Dataset items:
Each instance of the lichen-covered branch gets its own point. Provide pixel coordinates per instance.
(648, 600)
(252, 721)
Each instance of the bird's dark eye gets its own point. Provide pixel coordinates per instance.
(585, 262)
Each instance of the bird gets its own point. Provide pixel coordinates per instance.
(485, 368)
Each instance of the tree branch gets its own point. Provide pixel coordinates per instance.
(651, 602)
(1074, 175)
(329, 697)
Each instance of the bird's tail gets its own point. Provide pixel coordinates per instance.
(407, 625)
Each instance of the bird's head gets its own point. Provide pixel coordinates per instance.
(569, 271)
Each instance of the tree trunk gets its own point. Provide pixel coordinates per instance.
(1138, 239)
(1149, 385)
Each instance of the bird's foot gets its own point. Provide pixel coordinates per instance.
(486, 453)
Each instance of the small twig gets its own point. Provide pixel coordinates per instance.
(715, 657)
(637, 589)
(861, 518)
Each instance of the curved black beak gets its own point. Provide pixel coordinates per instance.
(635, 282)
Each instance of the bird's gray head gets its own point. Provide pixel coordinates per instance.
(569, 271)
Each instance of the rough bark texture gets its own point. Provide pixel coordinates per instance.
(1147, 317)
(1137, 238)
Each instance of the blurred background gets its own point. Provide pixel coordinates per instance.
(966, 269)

**Exercise task**
Retype every entry word for word.

**Answer to the exercise**
Each instance of the lichen-covered branch gets its own point. Provide pixel coordinates per instance.
(648, 600)
(252, 721)
Each instance of the bird's dark eye gets its own point. Provide pixel coordinates per instance.
(585, 262)
Each instance of the bird gets its own point. Provide pixel coordinates per instance.
(485, 368)
Each instance of the tree branch gets its own point. Provide pixel coordinates per instance.
(651, 602)
(1074, 175)
(329, 697)
Each instance of the bird's tail gets its own point. Provide pixel coordinates per instance.
(407, 625)
Each instance of the bird's head gets its own point. Provide pixel coordinates per instance.
(569, 271)
Each instance of the tree trunk gets its own point. Provide pixel coordinates per instance.
(1138, 239)
(1149, 385)
Each instance of the bird's foot gets its own point. Provide pixel coordinates per instance.
(486, 453)
Each instance of the small twig gets its own point. Provide pixel coordinates per instance.
(715, 657)
(637, 589)
(861, 518)
Each instance of the curved black beak gets its own point. Provide pixel coordinates per instance.
(635, 282)
Each instance of the bird's gray head gets its own point. Provide pixel coordinates per instance.
(569, 271)
Each instance of the rough bark texture gets its own point. Provide pixel coordinates per instance.
(1147, 317)
(1137, 238)
Each instance of the blurred background gets its own point. Provide pixel coordinates per instance.
(966, 269)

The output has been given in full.